Review: West Midlands techno legend Surgeon is said to have produced the material on the Raw Trax series at Amsterdam Dance Event last year, with only a PIN Electronics Portabella synth and a TR-909 drum machine. Road tested extensively during his live show over the last several months, this series is "a return to the pure essence of techno" - and that statement rings true throughout this 12". In this second volume you'll hear familiar sounds from Anthony Child that throws back to the seminal days of his eponymous EP, Pet 2000 or the Basictonalvocabulary LP: all conceived during his legendary House Of God residency back in the early 90s. From the fierce and strobed-out adrenaline of "Raw Trax 10" and "Raw Trax 5", to the brutalist overdriven thud of "Raw Trax 7" with its grinding acid bassline, and the hypnotic minimalism of closer "Raw Trax 6", this 12" is packed with proper purified Techno bangers by one of the genre's very best.
Review: Anthony Child claims that the inspiration for his seventh artist album came from using hardware to receive transmissions from far-flung galaxies. He then hooked up with astrophysicist Dr Andrew Read - a former collaborator - to work out the bewildering track titles. That's the concept. The reality is that From Farthest Known Objects is a dense, grainy work. It feels like Child has deconstructed or in some more extreme situations has hacked away at tropes like minimalism, clicks and cuts and dub step to reveal an inner, hidden world. On the first few tracks, this alternate reality resounds to a sluggish pace, amid the crackle and groan of cleaved percussion and tortured subs, but it gradually comes round to stepping, broken beat techno and lunging rhythms. That these also descend into pulverising walls of white noise and nausea-inducing frequency shifts at times also serve as a reminder that Child has tuned into something other or inner-worldly.

Stored dataset items ▸
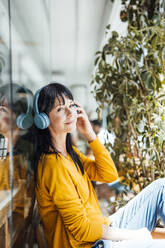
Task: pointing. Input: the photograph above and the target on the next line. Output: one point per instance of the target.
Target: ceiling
(57, 39)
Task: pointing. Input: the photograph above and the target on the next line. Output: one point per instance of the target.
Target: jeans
(141, 211)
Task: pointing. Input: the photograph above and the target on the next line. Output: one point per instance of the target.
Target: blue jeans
(141, 211)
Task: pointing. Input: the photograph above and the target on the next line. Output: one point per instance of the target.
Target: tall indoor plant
(129, 79)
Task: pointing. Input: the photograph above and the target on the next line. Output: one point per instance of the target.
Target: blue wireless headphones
(25, 120)
(41, 120)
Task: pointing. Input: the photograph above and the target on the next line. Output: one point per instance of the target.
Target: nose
(68, 111)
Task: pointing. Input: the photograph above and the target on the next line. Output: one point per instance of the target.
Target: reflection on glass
(19, 114)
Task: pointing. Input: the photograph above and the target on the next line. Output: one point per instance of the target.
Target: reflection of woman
(67, 202)
(20, 174)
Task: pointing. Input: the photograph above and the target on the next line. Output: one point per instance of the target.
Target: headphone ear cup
(41, 120)
(24, 121)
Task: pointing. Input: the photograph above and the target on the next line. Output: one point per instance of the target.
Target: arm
(63, 191)
(102, 168)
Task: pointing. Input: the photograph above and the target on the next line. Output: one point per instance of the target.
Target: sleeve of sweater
(102, 168)
(62, 189)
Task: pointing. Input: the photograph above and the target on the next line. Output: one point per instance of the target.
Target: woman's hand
(117, 234)
(84, 125)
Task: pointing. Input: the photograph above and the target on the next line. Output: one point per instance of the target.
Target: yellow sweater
(67, 202)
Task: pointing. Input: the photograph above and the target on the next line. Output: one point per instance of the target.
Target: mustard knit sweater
(67, 202)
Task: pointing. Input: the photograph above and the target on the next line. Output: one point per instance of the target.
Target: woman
(67, 202)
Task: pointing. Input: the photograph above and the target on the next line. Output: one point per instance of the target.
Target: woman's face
(5, 114)
(63, 116)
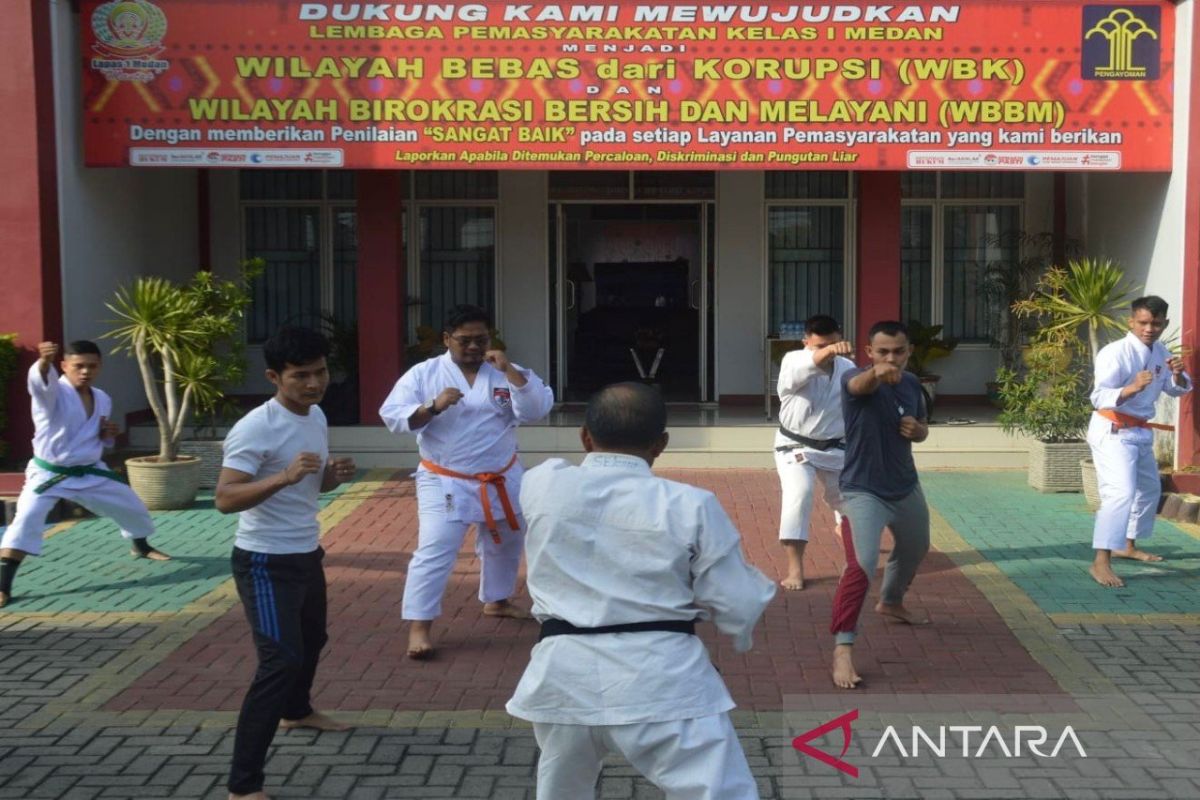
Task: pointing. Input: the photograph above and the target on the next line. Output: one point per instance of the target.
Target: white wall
(741, 275)
(523, 269)
(114, 223)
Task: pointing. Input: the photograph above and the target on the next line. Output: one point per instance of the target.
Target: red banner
(675, 85)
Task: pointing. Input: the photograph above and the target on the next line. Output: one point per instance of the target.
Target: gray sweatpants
(864, 516)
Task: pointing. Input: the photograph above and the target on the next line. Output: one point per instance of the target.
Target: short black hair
(627, 415)
(460, 316)
(82, 347)
(295, 346)
(1153, 304)
(821, 325)
(888, 328)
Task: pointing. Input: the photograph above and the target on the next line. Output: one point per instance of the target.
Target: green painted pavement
(1043, 542)
(88, 567)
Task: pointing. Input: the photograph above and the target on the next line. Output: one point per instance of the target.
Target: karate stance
(1129, 377)
(276, 463)
(810, 441)
(621, 566)
(885, 413)
(71, 429)
(465, 408)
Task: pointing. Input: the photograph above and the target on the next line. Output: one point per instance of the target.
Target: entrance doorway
(631, 284)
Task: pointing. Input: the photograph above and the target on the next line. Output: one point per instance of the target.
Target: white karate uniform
(478, 434)
(611, 543)
(810, 404)
(65, 435)
(1125, 461)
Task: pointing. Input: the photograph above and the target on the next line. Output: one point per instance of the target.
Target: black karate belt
(562, 627)
(816, 444)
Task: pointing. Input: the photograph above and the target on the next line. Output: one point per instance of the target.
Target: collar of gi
(616, 461)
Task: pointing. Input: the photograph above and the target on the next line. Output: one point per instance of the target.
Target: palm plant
(186, 340)
(1086, 294)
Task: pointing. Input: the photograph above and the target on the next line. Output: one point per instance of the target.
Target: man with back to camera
(621, 566)
(885, 411)
(465, 408)
(810, 443)
(1131, 374)
(276, 463)
(71, 429)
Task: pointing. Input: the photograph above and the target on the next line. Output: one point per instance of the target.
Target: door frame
(706, 304)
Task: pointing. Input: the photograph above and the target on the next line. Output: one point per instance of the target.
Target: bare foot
(1105, 576)
(420, 648)
(505, 608)
(1135, 554)
(844, 673)
(157, 555)
(317, 721)
(903, 614)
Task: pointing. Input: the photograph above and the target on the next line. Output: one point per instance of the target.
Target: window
(805, 246)
(455, 241)
(953, 226)
(303, 223)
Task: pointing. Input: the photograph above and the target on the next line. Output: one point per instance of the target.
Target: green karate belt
(64, 473)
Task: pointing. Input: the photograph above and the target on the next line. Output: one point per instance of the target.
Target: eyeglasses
(467, 341)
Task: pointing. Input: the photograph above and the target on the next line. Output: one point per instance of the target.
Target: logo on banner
(1121, 43)
(129, 36)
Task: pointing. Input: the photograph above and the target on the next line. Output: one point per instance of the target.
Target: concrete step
(970, 446)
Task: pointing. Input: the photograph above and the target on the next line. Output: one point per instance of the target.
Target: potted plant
(1006, 282)
(928, 347)
(185, 338)
(1075, 307)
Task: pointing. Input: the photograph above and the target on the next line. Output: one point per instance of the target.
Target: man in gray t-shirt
(885, 413)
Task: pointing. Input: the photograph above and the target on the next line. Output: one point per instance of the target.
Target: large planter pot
(1091, 483)
(165, 486)
(210, 452)
(1055, 467)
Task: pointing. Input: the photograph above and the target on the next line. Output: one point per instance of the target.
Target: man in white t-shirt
(276, 463)
(810, 443)
(622, 566)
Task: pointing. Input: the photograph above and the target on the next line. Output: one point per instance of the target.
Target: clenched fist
(888, 373)
(497, 359)
(47, 352)
(301, 467)
(840, 348)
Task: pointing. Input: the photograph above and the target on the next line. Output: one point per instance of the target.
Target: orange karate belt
(1120, 420)
(485, 479)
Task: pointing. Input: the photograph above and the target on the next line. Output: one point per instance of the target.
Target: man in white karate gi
(621, 566)
(810, 444)
(465, 408)
(71, 429)
(1131, 374)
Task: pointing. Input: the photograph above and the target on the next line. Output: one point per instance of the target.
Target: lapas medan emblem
(129, 37)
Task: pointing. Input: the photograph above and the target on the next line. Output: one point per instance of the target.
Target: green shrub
(1050, 400)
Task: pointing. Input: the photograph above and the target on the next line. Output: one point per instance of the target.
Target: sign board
(1024, 84)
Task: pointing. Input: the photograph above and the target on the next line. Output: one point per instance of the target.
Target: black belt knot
(562, 627)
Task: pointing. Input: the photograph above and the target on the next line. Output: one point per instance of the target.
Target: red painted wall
(382, 288)
(879, 254)
(1188, 433)
(30, 284)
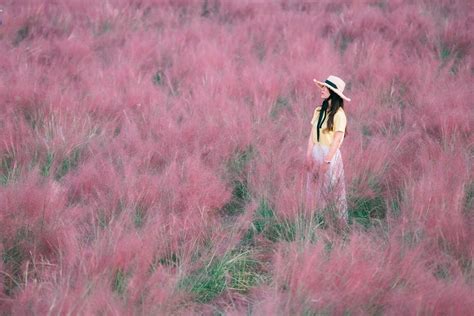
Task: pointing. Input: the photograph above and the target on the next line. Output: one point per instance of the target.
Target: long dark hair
(336, 103)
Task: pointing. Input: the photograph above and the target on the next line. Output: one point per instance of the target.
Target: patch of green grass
(469, 197)
(139, 216)
(240, 197)
(366, 209)
(237, 170)
(268, 225)
(13, 258)
(236, 271)
(280, 105)
(119, 282)
(46, 167)
(8, 169)
(21, 34)
(67, 164)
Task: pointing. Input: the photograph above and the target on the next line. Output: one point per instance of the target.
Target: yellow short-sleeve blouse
(326, 137)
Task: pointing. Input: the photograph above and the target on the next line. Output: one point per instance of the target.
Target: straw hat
(334, 83)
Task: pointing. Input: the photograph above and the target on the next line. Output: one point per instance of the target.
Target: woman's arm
(338, 137)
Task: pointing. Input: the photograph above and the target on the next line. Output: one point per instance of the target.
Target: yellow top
(326, 137)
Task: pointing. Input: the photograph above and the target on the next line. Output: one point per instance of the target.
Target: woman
(325, 181)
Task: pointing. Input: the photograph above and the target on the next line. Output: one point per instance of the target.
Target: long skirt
(327, 191)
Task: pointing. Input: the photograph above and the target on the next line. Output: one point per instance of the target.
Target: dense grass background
(151, 157)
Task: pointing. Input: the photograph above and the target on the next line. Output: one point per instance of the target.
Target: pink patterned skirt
(327, 191)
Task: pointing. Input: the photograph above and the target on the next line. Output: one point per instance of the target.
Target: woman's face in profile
(324, 92)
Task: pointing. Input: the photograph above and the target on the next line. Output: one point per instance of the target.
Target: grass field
(152, 158)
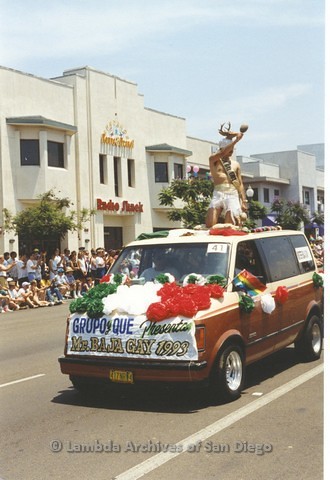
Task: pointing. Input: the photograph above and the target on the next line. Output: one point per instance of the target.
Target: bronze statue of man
(228, 200)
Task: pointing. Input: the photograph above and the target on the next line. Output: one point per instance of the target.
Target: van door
(281, 259)
(259, 329)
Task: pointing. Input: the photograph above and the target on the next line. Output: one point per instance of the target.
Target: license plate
(121, 376)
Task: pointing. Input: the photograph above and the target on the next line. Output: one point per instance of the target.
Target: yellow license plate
(121, 376)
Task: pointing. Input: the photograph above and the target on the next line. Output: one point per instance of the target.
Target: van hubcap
(233, 371)
(316, 338)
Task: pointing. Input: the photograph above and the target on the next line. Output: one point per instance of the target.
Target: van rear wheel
(309, 345)
(229, 373)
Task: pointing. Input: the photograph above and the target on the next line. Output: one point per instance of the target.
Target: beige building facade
(88, 136)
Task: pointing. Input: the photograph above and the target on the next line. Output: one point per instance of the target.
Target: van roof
(182, 235)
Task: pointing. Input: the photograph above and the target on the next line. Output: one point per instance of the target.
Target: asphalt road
(49, 431)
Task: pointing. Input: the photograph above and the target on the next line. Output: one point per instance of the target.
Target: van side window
(280, 257)
(247, 257)
(303, 252)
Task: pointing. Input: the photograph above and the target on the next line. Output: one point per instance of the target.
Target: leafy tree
(46, 220)
(256, 211)
(195, 194)
(289, 214)
(318, 218)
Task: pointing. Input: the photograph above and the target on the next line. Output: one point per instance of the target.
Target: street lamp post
(249, 193)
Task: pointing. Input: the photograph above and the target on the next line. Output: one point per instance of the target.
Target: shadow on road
(172, 399)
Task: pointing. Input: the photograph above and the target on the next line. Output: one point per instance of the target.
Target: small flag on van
(249, 283)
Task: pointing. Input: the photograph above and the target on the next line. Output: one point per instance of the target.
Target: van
(197, 307)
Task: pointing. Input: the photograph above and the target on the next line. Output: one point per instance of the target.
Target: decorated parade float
(196, 306)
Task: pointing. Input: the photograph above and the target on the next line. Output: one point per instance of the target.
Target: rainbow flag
(248, 282)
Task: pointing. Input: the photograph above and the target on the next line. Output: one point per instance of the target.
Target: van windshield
(145, 263)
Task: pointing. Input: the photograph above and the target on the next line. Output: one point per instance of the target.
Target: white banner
(132, 336)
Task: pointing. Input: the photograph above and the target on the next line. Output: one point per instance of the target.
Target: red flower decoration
(168, 290)
(105, 279)
(192, 289)
(281, 295)
(202, 300)
(188, 307)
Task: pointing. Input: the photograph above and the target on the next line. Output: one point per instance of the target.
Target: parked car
(215, 302)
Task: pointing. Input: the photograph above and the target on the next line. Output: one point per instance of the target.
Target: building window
(55, 152)
(161, 172)
(30, 153)
(178, 171)
(131, 172)
(306, 197)
(102, 168)
(281, 258)
(266, 195)
(116, 172)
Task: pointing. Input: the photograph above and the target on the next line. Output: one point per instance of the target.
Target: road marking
(157, 460)
(22, 380)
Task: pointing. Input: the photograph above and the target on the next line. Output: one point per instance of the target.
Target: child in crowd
(75, 285)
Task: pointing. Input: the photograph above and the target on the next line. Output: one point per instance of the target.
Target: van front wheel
(309, 345)
(229, 373)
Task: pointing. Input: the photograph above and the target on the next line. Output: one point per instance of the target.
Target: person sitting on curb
(26, 293)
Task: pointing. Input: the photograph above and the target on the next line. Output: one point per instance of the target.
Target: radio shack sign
(125, 206)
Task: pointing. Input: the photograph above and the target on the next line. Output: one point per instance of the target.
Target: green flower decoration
(95, 308)
(317, 280)
(217, 279)
(118, 278)
(79, 305)
(192, 279)
(246, 303)
(92, 301)
(102, 290)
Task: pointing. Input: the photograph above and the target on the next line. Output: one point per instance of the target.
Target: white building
(88, 136)
(296, 175)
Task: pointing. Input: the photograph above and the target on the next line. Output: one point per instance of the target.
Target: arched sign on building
(115, 141)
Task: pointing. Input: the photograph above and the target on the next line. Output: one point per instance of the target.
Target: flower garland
(246, 303)
(185, 301)
(317, 280)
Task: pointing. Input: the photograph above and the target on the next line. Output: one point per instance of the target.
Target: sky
(259, 62)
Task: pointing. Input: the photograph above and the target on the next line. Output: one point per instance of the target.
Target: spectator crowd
(32, 281)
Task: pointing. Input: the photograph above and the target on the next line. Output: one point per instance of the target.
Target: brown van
(197, 307)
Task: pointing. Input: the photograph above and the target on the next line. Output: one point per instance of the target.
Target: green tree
(318, 217)
(46, 220)
(195, 194)
(256, 211)
(289, 214)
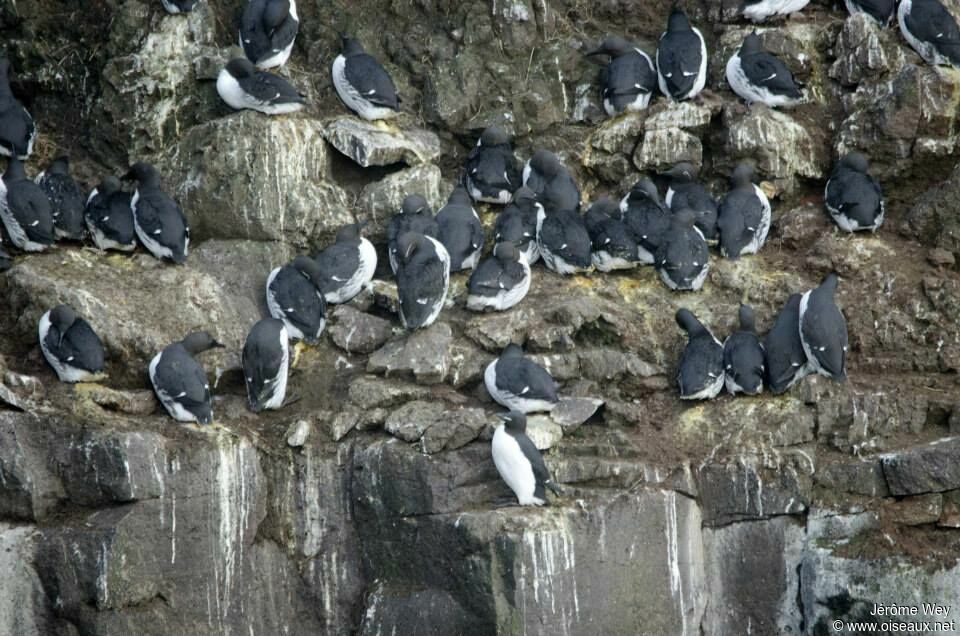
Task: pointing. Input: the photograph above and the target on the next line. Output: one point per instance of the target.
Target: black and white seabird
(66, 200)
(931, 30)
(266, 362)
(786, 360)
(157, 219)
(25, 210)
(700, 372)
(686, 190)
(492, 170)
(179, 6)
(823, 330)
(520, 384)
(363, 84)
(17, 130)
(613, 244)
(415, 215)
(551, 182)
(460, 230)
(629, 80)
(760, 10)
(501, 281)
(681, 58)
(180, 382)
(646, 218)
(563, 241)
(347, 266)
(880, 10)
(519, 462)
(518, 224)
(759, 76)
(71, 346)
(294, 297)
(109, 217)
(744, 218)
(267, 31)
(682, 260)
(853, 198)
(423, 278)
(241, 86)
(743, 360)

Task instructions ▸
1 - In the reviews of Surgeon's records, which two pieces of gear was the Raw Trax series said to have been produced with?
2 - Take the reviews of Anthony Child's records further, continuing on from the final sentence about From Farthest Known Objects.

Activity answers ▸
1 - A PIN Electronics Portabella synth and a TR-909 drum machine.

2 -
Review: For his first album in nearly two years, Anthony Child - better known, of course, under the Surgeon alias - has taken influence from The Tibetan Book of the Dead, a tome that famously also inspired the Beatles' "Tomorrow Never Knows". As a result, the Birmingham producer's usual moody modular techno rhythms and armour-plated grooves come brandishing decidedly trippy electronics, not to mention some serious psychedelic synth lines. Combine these with a willingness to explore electro and Autechre style IDM rhythms, and you have an album that could be Child's most impressive set for some time.